# WHAT TO PRODUCE
Your answer should be the lines of the listing that contain the word "reflection".
[DATA FOR THIS TASK — start]
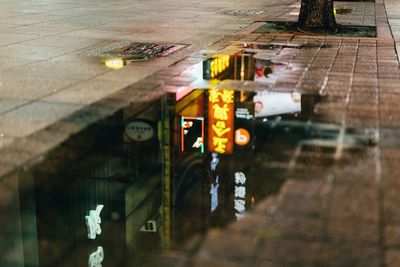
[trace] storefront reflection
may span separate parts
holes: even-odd
[[[31,186],[20,189],[35,206],[20,208],[31,226],[20,228],[25,266],[157,266],[163,249],[241,219],[276,192],[283,171],[268,163],[289,162],[305,136],[258,118],[301,122],[313,101],[221,88],[254,80],[256,64],[251,55],[198,64],[189,87],[121,110],[29,170]]]

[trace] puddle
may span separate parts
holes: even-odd
[[[196,77],[190,86],[120,110],[29,170],[26,262],[164,266],[161,251],[187,251],[288,177],[318,179],[371,145],[362,129],[314,113],[329,98],[270,89],[291,69],[275,55],[296,45],[238,47],[182,73]]]
[[[253,87],[257,86],[265,89],[293,71],[293,66],[280,58],[297,53],[300,47],[300,44],[238,43],[226,53],[222,51],[188,68],[182,75],[195,80],[189,88],[208,88],[215,83],[217,87],[229,84],[233,89],[240,87],[244,91],[254,90]],[[222,83],[219,84],[219,81]],[[245,86],[243,82],[246,82]],[[187,92],[184,89],[181,91],[178,92],[179,97]]]
[[[340,10],[340,9],[339,9]],[[347,12],[348,9],[342,9]],[[340,11],[339,11],[340,12]],[[338,13],[339,14],[339,13]],[[345,14],[345,13],[342,13]],[[326,31],[299,31],[297,29],[297,22],[266,22],[263,26],[256,29],[254,33],[292,33],[296,35],[333,35],[341,37],[376,37],[375,26],[350,26],[350,25],[337,25],[336,32]]]

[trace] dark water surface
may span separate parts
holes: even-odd
[[[21,173],[25,266],[156,266],[161,251],[240,220],[288,177],[328,172],[370,144],[363,129],[315,113],[334,99],[274,90],[296,71],[275,55],[299,46],[238,48],[188,69],[191,86],[132,104]]]

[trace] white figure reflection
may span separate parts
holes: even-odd
[[[89,267],[102,267],[101,263],[104,260],[103,247],[97,247],[97,250],[89,256]]]
[[[246,176],[243,172],[235,172],[235,183],[236,184],[245,184]]]
[[[100,212],[103,209],[104,205],[97,205],[95,210],[89,211],[89,215],[85,216],[86,226],[88,229],[88,238],[95,239],[96,235],[101,234],[101,218]]]
[[[219,176],[215,183],[211,184],[210,195],[211,195],[211,212],[215,211],[218,207],[218,188],[219,188]]]

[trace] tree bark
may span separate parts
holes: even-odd
[[[333,13],[333,0],[301,0],[298,27],[300,29],[319,28],[335,31],[336,19]]]

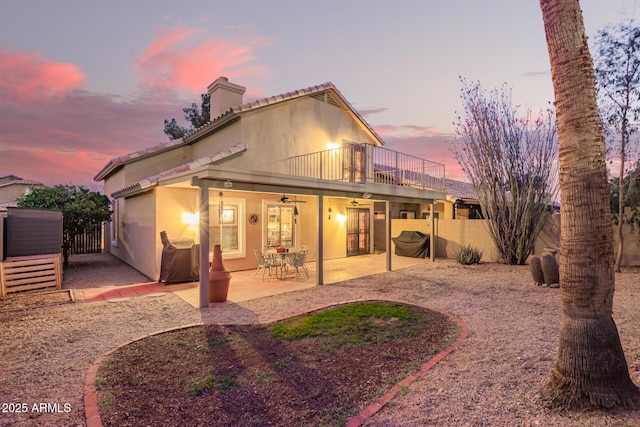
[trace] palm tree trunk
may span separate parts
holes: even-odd
[[[613,230],[593,63],[578,0],[540,0],[556,97],[560,161],[560,345],[543,397],[554,407],[628,406],[629,377],[611,317]]]

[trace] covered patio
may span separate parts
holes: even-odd
[[[395,270],[414,265],[431,263],[429,258],[410,258],[396,255],[392,255],[392,258]],[[248,301],[316,286],[316,263],[309,262],[306,266],[309,270],[308,279],[304,273],[298,277],[298,279],[295,279],[291,271],[284,280],[277,279],[275,274],[271,277],[269,277],[268,274],[265,274],[264,281],[262,280],[260,272],[255,278],[253,277],[255,270],[232,272],[227,303]],[[369,254],[357,257],[325,260],[324,285],[318,286],[330,286],[331,283],[384,273],[385,271],[387,271],[387,267],[386,257],[384,254]],[[198,283],[194,282],[169,285],[167,286],[167,289],[194,307],[200,306],[200,291]],[[211,303],[210,306],[215,307],[218,304],[226,303]]]

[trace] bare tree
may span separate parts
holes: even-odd
[[[610,127],[605,134],[620,137],[617,150],[620,155],[616,217],[618,248],[615,257],[615,270],[620,271],[624,250],[622,227],[637,219],[635,216],[625,218],[624,208],[628,200],[624,184],[625,176],[637,171],[635,167],[630,168],[628,151],[640,117],[640,28],[621,24],[600,30],[595,38],[594,57],[600,113],[605,126]]]
[[[613,230],[595,76],[578,0],[540,0],[560,160],[560,345],[543,398],[554,407],[638,402],[611,316]]]
[[[519,115],[511,90],[486,93],[462,79],[464,116],[453,153],[473,184],[489,233],[504,261],[524,264],[557,195],[557,138],[552,110]]]

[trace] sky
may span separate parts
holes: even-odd
[[[587,35],[638,0],[580,2]],[[392,150],[465,179],[460,77],[553,102],[536,0],[21,0],[0,14],[0,176],[98,188],[110,159],[166,142],[216,78],[244,100],[332,82]]]

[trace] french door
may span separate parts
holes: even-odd
[[[344,180],[348,182],[364,182],[364,145],[349,144],[344,154]]]
[[[369,209],[347,209],[347,256],[369,253],[370,231]]]

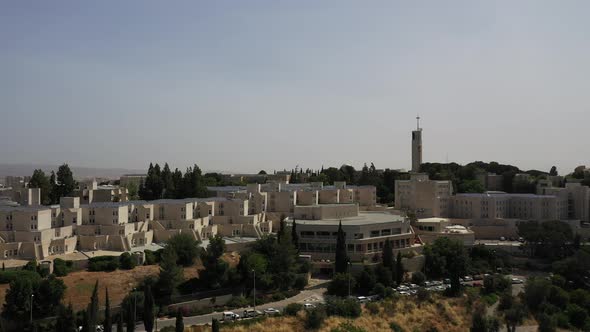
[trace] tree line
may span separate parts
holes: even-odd
[[[34,170],[28,187],[41,189],[41,204],[51,205],[59,204],[61,197],[71,195],[78,183],[68,164],[63,164],[59,166],[57,173],[51,171],[49,176],[41,169]]]

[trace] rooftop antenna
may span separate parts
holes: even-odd
[[[420,114],[416,116],[416,129],[420,130]]]

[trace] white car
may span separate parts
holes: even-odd
[[[465,280],[465,281],[473,281],[473,278],[470,277],[470,276],[464,276],[463,277],[463,280]]]
[[[281,312],[275,308],[268,308],[268,309],[264,309],[264,313],[269,316],[274,316],[274,315],[280,314]]]
[[[399,295],[403,295],[403,296],[410,296],[410,292],[407,292],[407,291],[401,291],[401,292],[399,292]]]
[[[315,304],[306,303],[303,305],[303,309],[305,309],[305,310],[315,309]]]
[[[523,284],[524,283],[524,280],[519,279],[519,278],[512,278],[511,281],[513,284]]]
[[[367,303],[367,302],[369,302],[369,299],[367,297],[365,297],[365,296],[359,296],[359,297],[356,298],[356,300],[359,303]]]

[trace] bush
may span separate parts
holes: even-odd
[[[41,276],[39,273],[29,270],[0,271],[0,284],[9,284],[13,280],[21,278],[39,279]]]
[[[430,300],[430,292],[424,288],[418,289],[418,293],[416,294],[418,301],[424,302]]]
[[[137,265],[137,259],[128,252],[124,252],[119,256],[119,266],[123,270],[133,270]]]
[[[586,313],[586,310],[577,304],[570,304],[567,306],[567,315],[569,317],[570,324],[577,328],[584,327],[586,324],[586,319],[588,319],[588,313]]]
[[[331,329],[330,332],[367,332],[367,330],[365,330],[361,327],[352,325],[351,322],[344,322],[344,323],[340,323],[340,325],[338,325],[338,327]]]
[[[295,278],[295,283],[293,284],[293,288],[302,290],[307,286],[307,276],[305,275],[298,275]]]
[[[157,251],[154,252],[146,249],[143,251],[143,253],[145,255],[144,265],[156,265],[160,262],[160,255]]]
[[[88,259],[88,271],[115,271],[119,268],[119,257],[98,256]]]
[[[371,315],[377,315],[379,313],[379,305],[377,303],[369,302],[365,305],[365,308],[369,310]]]
[[[60,258],[56,258],[53,260],[53,273],[56,276],[64,277],[67,276],[70,272],[72,272],[72,261],[64,261]]]
[[[496,294],[494,294],[494,293],[492,293],[492,294],[486,294],[486,295],[483,295],[483,296],[481,297],[481,300],[482,300],[482,301],[483,301],[485,304],[487,304],[488,306],[491,306],[491,305],[493,305],[494,303],[498,302],[498,295],[496,295]]]
[[[569,320],[569,317],[565,313],[559,312],[559,313],[553,315],[553,318],[555,319],[555,323],[557,324],[558,327],[561,327],[562,329],[569,329],[570,328],[570,320]]]
[[[326,301],[328,316],[359,317],[361,305],[355,299],[329,298]]]
[[[389,328],[393,331],[393,332],[404,332],[404,329],[402,329],[401,326],[399,326],[398,323],[396,322],[391,322],[391,324],[389,324]]]
[[[303,304],[300,303],[289,303],[285,307],[285,315],[297,316],[297,313],[303,309]]]
[[[305,319],[306,330],[316,330],[322,326],[326,319],[326,310],[323,306],[310,310]]]
[[[414,272],[412,273],[412,283],[416,284],[416,285],[424,285],[424,282],[426,281],[426,276],[424,275],[424,273],[422,272]]]
[[[248,306],[248,299],[243,296],[232,296],[227,302],[228,307],[242,308]]]
[[[555,332],[556,323],[551,316],[540,314],[537,322],[539,322],[539,332]]]
[[[356,281],[354,276],[348,273],[337,273],[328,284],[328,294],[337,296],[347,296],[348,290],[354,290]]]

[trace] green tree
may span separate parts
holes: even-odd
[[[166,247],[160,257],[160,275],[156,283],[156,293],[161,303],[170,303],[176,287],[183,280],[182,267],[176,264],[177,256],[173,248]]]
[[[557,176],[557,167],[551,166],[551,170],[549,171],[549,175]]]
[[[41,317],[53,316],[61,305],[61,300],[66,292],[66,285],[63,280],[50,275],[39,282],[35,289],[33,301],[34,311]]]
[[[117,319],[117,332],[123,332],[123,315],[119,314]]]
[[[43,170],[36,169],[33,172],[31,180],[29,181],[29,188],[41,189],[41,204],[51,204],[51,184],[49,182],[49,177],[45,175]]]
[[[354,276],[348,273],[336,273],[328,284],[328,294],[336,296],[348,296],[348,290],[351,292],[356,287]]]
[[[336,236],[336,258],[334,260],[334,272],[346,273],[348,269],[348,254],[346,252],[346,237],[342,230],[342,221],[338,224],[338,235]]]
[[[258,175],[266,175],[266,171],[265,170],[260,170],[260,172],[258,172]]]
[[[152,295],[152,287],[146,285],[143,290],[143,326],[147,332],[152,332],[154,329],[154,296]]]
[[[305,320],[305,329],[319,329],[322,326],[324,320],[326,319],[326,316],[326,309],[323,306],[310,310],[307,313],[307,318]]]
[[[182,312],[176,311],[176,332],[184,332],[184,322],[182,320]]]
[[[524,302],[532,310],[536,311],[549,296],[551,282],[543,278],[529,278],[524,285]]]
[[[299,251],[299,234],[297,234],[297,222],[295,219],[293,219],[293,223],[291,224],[291,243]]]
[[[175,198],[176,188],[174,187],[174,181],[172,180],[172,171],[170,171],[170,166],[168,166],[168,163],[164,164],[164,168],[162,169],[162,173],[160,174],[160,179],[163,187],[162,196],[164,198]]]
[[[504,312],[504,321],[506,322],[506,329],[509,332],[516,331],[516,327],[522,324],[525,317],[525,310],[522,305],[514,304],[512,308]]]
[[[133,301],[127,301],[125,306],[125,315],[127,317],[127,332],[135,331],[135,303]]]
[[[98,325],[98,309],[98,280],[96,280],[87,309],[88,325],[90,326],[91,331],[96,331],[96,325]]]
[[[588,313],[586,312],[586,310],[584,310],[584,308],[581,308],[580,306],[576,305],[576,304],[570,304],[567,306],[567,315],[569,317],[570,323],[581,329],[584,327],[584,325],[586,324],[586,321],[588,319]]]
[[[211,320],[211,332],[219,332],[219,321],[215,318]]]
[[[537,317],[537,322],[539,323],[539,332],[555,332],[557,327],[555,320],[546,313],[541,313]]]
[[[199,280],[210,288],[223,286],[228,278],[229,265],[221,259],[225,251],[225,241],[220,235],[209,238],[207,250],[201,252],[204,270],[199,274]]]
[[[397,252],[397,259],[395,260],[395,282],[398,285],[404,282],[404,263],[400,251]]]
[[[10,282],[2,311],[5,317],[17,321],[28,316],[33,295],[33,283],[31,278],[16,278]]]
[[[393,273],[395,259],[393,257],[393,246],[391,245],[391,241],[389,239],[385,240],[385,244],[383,245],[383,254],[381,254],[381,261],[383,266],[391,270]]]
[[[78,332],[71,303],[67,307],[59,307],[57,319],[55,321],[55,332]]]
[[[199,242],[188,233],[174,235],[167,241],[166,247],[174,250],[177,263],[182,266],[191,266],[199,256]]]
[[[371,267],[366,265],[355,279],[358,283],[358,292],[362,295],[369,294],[375,288],[375,284],[377,284],[375,272]]]
[[[59,166],[57,170],[57,183],[54,188],[57,192],[57,201],[55,203],[59,203],[59,198],[69,196],[77,186],[78,184],[74,181],[74,175],[70,170],[70,166],[68,164]]]
[[[113,330],[113,319],[111,317],[111,301],[109,299],[109,289],[105,290],[105,307],[104,307],[104,332]]]

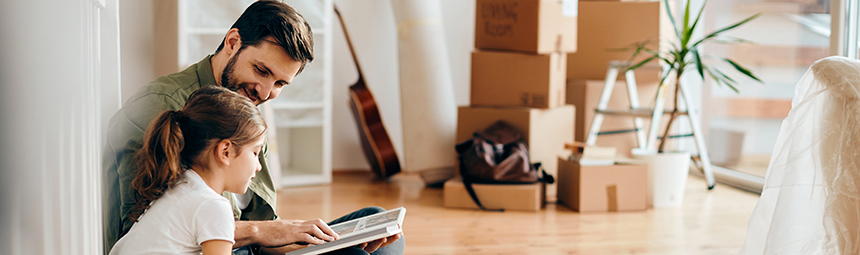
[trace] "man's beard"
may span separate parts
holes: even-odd
[[[221,86],[237,93],[240,89],[243,89],[245,91],[245,95],[248,97],[249,100],[253,101],[254,98],[256,98],[258,101],[255,104],[260,105],[263,102],[266,102],[268,99],[264,100],[260,98],[260,96],[257,95],[257,90],[251,88],[250,84],[240,84],[239,78],[236,77],[236,74],[234,73],[234,69],[236,68],[236,60],[239,58],[239,54],[242,53],[242,50],[243,49],[240,48],[239,51],[236,52],[236,55],[233,55],[233,57],[230,58],[229,61],[227,61],[227,66],[225,66],[224,70],[221,72]]]

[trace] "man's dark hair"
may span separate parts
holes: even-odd
[[[296,9],[286,3],[274,0],[260,0],[248,6],[242,16],[233,23],[239,29],[242,39],[241,52],[245,47],[258,46],[266,37],[272,36],[275,42],[293,60],[302,62],[299,73],[307,63],[314,60],[314,35],[311,26]],[[224,37],[224,40],[227,38]],[[215,53],[224,48],[224,40]]]

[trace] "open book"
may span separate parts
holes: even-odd
[[[334,224],[329,227],[340,236],[337,240],[324,244],[310,245],[307,248],[288,252],[287,254],[320,254],[399,234],[403,232],[401,226],[403,225],[403,217],[405,216],[406,208],[400,207]]]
[DATA FOR THIS TASK — finish]
# EXPECTED ANSWER
[trace] storefront reflection
[trace] white figure reflection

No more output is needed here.